## PROBLEM REQUIREMENTS
Filter the listing below down to the lines containing the word "earring".

## GIVEN DATA
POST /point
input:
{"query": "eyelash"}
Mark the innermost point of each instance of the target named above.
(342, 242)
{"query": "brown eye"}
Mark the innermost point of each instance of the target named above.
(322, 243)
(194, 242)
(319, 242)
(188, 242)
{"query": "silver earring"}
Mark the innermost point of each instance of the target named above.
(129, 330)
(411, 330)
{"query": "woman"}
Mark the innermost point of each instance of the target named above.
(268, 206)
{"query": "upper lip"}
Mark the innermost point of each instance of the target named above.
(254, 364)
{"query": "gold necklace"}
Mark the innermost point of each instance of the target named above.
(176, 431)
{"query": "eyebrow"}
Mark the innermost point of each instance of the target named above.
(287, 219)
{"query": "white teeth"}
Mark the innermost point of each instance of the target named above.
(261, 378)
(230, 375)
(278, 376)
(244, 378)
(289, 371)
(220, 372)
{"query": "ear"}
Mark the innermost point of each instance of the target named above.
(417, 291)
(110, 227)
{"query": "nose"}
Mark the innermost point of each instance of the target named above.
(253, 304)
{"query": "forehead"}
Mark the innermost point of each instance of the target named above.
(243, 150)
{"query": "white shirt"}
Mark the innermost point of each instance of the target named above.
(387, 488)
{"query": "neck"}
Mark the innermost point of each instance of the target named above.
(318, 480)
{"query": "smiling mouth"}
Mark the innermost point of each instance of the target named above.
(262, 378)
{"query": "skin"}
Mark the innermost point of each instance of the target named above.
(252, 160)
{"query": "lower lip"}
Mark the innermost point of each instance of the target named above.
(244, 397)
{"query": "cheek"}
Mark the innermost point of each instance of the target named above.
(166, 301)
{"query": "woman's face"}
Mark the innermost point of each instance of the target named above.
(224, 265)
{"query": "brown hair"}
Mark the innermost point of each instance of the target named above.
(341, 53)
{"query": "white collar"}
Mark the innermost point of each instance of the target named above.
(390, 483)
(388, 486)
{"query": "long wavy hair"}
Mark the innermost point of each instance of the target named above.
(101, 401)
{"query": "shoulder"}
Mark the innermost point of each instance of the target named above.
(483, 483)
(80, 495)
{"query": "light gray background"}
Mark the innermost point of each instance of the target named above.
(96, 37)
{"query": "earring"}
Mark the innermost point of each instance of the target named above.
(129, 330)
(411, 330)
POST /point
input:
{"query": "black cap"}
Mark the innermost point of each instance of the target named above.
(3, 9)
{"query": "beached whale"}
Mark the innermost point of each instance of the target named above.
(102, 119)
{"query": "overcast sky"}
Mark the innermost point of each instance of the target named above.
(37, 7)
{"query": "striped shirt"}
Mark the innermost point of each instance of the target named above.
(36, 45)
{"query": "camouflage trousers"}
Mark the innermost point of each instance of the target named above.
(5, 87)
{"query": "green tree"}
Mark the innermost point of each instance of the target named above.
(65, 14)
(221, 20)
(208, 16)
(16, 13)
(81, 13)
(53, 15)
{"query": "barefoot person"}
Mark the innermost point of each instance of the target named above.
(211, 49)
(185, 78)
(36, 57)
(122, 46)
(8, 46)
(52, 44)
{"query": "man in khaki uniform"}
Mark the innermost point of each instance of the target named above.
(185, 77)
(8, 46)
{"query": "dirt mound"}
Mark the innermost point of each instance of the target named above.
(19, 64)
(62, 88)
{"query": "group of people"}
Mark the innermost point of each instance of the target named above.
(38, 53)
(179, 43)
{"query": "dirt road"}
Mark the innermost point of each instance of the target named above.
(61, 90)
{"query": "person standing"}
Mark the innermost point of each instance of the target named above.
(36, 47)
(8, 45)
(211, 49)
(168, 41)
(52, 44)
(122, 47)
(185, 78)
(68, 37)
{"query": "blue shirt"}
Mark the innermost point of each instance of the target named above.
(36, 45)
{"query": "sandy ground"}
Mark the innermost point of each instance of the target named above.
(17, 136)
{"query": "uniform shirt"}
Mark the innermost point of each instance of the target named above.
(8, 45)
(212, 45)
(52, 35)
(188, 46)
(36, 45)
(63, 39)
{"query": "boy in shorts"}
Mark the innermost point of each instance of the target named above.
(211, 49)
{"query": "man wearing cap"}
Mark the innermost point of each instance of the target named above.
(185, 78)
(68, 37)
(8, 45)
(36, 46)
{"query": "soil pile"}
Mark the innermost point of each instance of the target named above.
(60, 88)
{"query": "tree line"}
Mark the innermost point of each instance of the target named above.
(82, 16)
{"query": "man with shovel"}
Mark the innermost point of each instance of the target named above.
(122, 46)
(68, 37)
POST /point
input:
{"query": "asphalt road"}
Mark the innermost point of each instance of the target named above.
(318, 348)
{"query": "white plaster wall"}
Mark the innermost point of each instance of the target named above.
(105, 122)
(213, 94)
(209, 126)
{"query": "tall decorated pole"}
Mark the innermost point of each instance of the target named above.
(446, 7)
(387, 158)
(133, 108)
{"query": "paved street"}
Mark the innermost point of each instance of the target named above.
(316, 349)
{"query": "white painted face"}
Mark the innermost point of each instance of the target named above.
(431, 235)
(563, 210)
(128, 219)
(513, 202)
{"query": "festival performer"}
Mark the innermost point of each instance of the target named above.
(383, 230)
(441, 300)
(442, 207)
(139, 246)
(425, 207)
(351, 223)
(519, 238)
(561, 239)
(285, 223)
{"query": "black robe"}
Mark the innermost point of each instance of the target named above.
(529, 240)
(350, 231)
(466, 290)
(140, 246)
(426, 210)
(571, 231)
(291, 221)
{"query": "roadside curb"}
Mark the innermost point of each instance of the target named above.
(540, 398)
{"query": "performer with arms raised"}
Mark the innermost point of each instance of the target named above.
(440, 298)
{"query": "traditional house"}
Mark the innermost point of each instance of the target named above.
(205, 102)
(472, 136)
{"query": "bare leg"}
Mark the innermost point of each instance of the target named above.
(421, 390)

## WRITTEN ANSWER
{"query": "silver earring"}
{"query": "earring"}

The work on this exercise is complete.